(Set task) Could you turn all of the rows below into a numbered list and leave out any blank lines?

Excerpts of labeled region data
......

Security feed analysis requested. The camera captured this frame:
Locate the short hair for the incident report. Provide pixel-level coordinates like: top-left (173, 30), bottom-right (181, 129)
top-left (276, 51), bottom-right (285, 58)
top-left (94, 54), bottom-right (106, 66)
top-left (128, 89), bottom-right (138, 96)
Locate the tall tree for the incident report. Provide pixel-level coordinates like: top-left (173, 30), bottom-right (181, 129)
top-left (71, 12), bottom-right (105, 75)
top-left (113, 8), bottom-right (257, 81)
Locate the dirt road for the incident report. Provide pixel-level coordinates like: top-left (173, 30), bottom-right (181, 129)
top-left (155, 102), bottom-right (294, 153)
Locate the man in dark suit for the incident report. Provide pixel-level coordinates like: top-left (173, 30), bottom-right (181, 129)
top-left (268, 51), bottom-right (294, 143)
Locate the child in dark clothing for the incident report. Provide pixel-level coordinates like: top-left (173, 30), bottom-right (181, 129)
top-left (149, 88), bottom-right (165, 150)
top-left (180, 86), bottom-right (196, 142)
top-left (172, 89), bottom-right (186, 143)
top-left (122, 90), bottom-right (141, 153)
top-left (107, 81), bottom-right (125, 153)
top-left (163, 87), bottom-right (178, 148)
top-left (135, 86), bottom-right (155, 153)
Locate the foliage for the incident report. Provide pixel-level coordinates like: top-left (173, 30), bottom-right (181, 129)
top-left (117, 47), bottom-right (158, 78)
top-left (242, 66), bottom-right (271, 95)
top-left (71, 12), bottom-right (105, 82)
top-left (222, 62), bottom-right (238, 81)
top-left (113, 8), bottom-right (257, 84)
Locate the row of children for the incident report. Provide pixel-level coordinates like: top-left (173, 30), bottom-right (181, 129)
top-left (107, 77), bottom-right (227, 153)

......

(Solution for this problem)
1. Security feed analysis requested. The camera captured this frame:
2. Locate the short hair for the incident report. Provide pixel-level coordinates like: top-left (173, 30), bottom-right (181, 129)
3. top-left (276, 51), bottom-right (285, 58)
4. top-left (94, 54), bottom-right (106, 66)
5. top-left (128, 89), bottom-right (138, 96)
6. Locate the tall tree for the incident report. Provide pixel-level coordinates like: top-left (173, 30), bottom-right (181, 129)
7. top-left (71, 12), bottom-right (105, 75)
8. top-left (113, 8), bottom-right (257, 81)
9. Locate the dirt road for the incident report. Provide pixel-level coordinates like: top-left (173, 30), bottom-right (181, 129)
10. top-left (155, 102), bottom-right (294, 153)
11. Locate the man in dark suit for the incident report. Provide pixel-level coordinates like: top-left (173, 30), bottom-right (181, 129)
12. top-left (268, 51), bottom-right (294, 143)
13. Locate the child in dark clothing for the incident report. Provide pixel-level coordinates like: top-left (173, 30), bottom-right (181, 129)
14. top-left (149, 88), bottom-right (165, 150)
15. top-left (180, 86), bottom-right (196, 142)
16. top-left (172, 89), bottom-right (186, 143)
17. top-left (122, 90), bottom-right (141, 153)
18. top-left (107, 81), bottom-right (125, 153)
19. top-left (163, 87), bottom-right (178, 148)
20. top-left (135, 86), bottom-right (155, 153)
21. Locate the foliage for the incident report. Provide pixel-level coordinates like: top-left (173, 30), bottom-right (181, 129)
22. top-left (117, 47), bottom-right (158, 78)
23. top-left (242, 66), bottom-right (271, 95)
24. top-left (71, 12), bottom-right (105, 82)
25. top-left (222, 62), bottom-right (238, 81)
26. top-left (113, 8), bottom-right (257, 84)
27. Locate the row of children for the incident report. Provide pixel-level coordinates like: top-left (173, 30), bottom-right (181, 129)
28. top-left (107, 77), bottom-right (227, 153)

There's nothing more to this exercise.